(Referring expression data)
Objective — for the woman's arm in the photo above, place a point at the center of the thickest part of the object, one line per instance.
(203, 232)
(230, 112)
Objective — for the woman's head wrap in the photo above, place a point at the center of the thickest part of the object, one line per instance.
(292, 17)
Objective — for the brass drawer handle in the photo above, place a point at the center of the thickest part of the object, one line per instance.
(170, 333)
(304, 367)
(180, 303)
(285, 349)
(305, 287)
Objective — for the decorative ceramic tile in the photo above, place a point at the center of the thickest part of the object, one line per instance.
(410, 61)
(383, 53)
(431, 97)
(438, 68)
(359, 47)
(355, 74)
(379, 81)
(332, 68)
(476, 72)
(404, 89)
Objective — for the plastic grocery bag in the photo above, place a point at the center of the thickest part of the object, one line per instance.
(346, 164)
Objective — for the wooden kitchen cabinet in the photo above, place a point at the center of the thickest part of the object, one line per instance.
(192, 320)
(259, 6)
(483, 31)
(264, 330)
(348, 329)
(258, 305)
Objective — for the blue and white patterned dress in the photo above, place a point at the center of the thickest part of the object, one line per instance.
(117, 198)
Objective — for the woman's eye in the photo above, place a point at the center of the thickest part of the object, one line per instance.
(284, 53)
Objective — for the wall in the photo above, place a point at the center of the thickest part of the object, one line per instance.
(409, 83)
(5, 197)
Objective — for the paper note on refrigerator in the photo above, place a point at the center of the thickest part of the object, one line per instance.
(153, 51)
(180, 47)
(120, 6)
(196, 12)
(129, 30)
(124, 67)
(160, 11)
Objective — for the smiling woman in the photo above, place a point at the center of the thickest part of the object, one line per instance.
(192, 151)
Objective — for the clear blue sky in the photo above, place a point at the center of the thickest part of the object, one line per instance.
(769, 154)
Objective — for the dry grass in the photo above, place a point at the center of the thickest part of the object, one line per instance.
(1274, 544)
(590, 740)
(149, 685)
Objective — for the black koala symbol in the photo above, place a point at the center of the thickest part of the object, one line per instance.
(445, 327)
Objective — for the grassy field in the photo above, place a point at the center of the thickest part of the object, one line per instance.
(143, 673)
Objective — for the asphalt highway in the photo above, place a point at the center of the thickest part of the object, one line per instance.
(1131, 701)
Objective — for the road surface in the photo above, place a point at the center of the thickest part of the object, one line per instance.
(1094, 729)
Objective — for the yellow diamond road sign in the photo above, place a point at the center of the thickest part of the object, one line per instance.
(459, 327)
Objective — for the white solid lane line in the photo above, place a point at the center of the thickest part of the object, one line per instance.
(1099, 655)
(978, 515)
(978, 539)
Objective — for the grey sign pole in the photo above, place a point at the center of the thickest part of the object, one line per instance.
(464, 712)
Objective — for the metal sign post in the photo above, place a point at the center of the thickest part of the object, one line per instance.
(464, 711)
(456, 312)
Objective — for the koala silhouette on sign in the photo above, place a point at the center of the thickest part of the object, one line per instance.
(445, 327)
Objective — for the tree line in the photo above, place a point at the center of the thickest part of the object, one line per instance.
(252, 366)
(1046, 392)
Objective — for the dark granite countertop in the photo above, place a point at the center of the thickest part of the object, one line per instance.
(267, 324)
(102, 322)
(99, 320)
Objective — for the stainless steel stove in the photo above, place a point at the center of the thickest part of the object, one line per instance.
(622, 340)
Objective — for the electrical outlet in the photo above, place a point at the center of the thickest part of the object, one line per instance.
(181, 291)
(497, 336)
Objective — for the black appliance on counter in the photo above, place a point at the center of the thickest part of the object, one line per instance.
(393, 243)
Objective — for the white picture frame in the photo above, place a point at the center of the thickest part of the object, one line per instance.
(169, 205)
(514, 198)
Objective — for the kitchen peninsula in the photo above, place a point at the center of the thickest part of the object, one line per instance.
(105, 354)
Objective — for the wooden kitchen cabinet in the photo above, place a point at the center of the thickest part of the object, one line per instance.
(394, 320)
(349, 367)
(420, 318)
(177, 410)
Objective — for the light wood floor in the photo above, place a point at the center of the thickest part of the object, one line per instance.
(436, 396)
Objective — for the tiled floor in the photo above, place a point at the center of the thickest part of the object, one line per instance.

Directions: Retype the data shown above so that each line matches the original.

Exercise result:
Objective — for the woman's arm in the photo above, place a point at the center of the thickest part of the object, one line per instance.
(203, 232)
(230, 112)
Objective — for the woman's head wrap in the photo above, place a point at the center of the thickest part of the object, one line per instance.
(292, 17)
Objective — for the brass drawer handle in the photo above, place a point at the center of the thickest part of the object, one line per instance.
(170, 333)
(304, 367)
(180, 303)
(285, 349)
(305, 287)
Objective — for the decorative ceramic tile in the photo above, place a point at the center of the thickest part of the object, one line per instance.
(410, 61)
(383, 53)
(431, 97)
(438, 68)
(359, 47)
(355, 74)
(379, 81)
(332, 68)
(476, 72)
(404, 89)
Objective — for the plastic grocery bag in the photo above, place a point at the center of the thickest part of the object, one line per instance.
(346, 164)
Objective — for the wooden kitchen cabinet in the photo above, place a point at the center of the thickest part of the object, one line per instance.
(192, 320)
(259, 6)
(483, 31)
(264, 330)
(348, 329)
(258, 305)
Objective — for the blue and white patterned dress in the photo above, place a point at the center of the thickest part of the object, one line per instance.
(117, 198)
Objective — for the woman's eye in the photo above, place a point at the center of the thickest part of the object, one line per instance.
(284, 53)
Objective — for the wall in the photo above, place a point at the center of the thickest part of the object, one line per instance.
(409, 83)
(5, 197)
Objective — for the paper note on refrigerator in the photo above, place a point at the center of the thickest part of the object, one line per instance.
(153, 51)
(180, 47)
(120, 6)
(196, 12)
(129, 30)
(124, 67)
(160, 11)
Objective — for the smiling woman in the photo above, place a point at the center of the thickest part of the object, one line per instance.
(192, 151)
Objective — for the clear blue sky in the photo above, place a point at the center of the thickest part of the object, one line per instance.
(769, 154)
Objective — for the dry grass in the photo above, place a point at the center of the thickest part of the object, one line per instance.
(1274, 544)
(590, 740)
(149, 685)
Objective — for the black koala symbol in the photo above, place a point at the center of the thickest part of the object, one line per instance.
(445, 327)
Objective — for the grassy field in the photo above, place a point at the center of the thickest part of the object, one line per instance.
(143, 673)
Objective — for the asphalt highway in the photo above, place a point at the center of the thickest part of the object, one line per instance.
(1131, 701)
Objective — for the road surface in the photo above, place a point at the center of the thickest part of the object, one line per instance.
(1094, 729)
Objective — for the yellow diamond road sign in the photo above, place a point at the center of the thickest part of the object, one line per instance.
(459, 327)
Objective — for the white solid lane line in the photo above, place a point at the center of the thickest part of the object, one line per instance.
(1099, 655)
(978, 515)
(978, 539)
Objective — for the grey sign pole in the photo above, place a point at the center of the thickest part of the object, one line per instance.
(464, 712)
Objective — for the metal sign post in the photo above, place a point at the center of the thickest part of the object, one line per instance.
(464, 711)
(456, 312)
Objective — for the koala silhouette on sign in the photo above, place a point at the center of the thickest part of the object, one line per instance.
(445, 327)
Objective — for the tree line in the photo above, place a point at the center of the thickest part of the object, one line per instance.
(252, 366)
(1046, 392)
Objective — for the dark granite countertop in the photo above, place a point at the center of the thickest part of the object, one line per instance.
(267, 324)
(102, 322)
(99, 320)
Objective — for the stainless steel stove in the photo above, place a point at the center of the thickest part of the object, one line per instance.
(622, 340)
Objective — for the electrical outlet in the photo above, place a point at the center of the thickest part of the object, one line per instance.
(181, 291)
(497, 336)
Objective — for the black appliance on counter in the photo above, place a point at the center of the thickest part of the object, one line per instance.
(393, 243)
Objective — for the white picture frame in the photo above, place a point at the center of the thickest part of the object, one line per instance.
(169, 205)
(514, 198)
Objective — for the kitchen peninsula in the photo above, place a point at the center of the thickest part of the object, one line per instance.
(105, 354)
Objective — for the wooden kitchen cabinet in the photo above, place a point at the center of the thickest part of the object, one line per instance.
(394, 320)
(349, 367)
(420, 318)
(177, 410)
Objective — for the light wood floor in the photo above, place a point at the center of the thickest part of the object, one line per instance.
(436, 396)
Objective — for the tiled floor in the photo above, place a point at the center of the thickest part of the object, one line per instance.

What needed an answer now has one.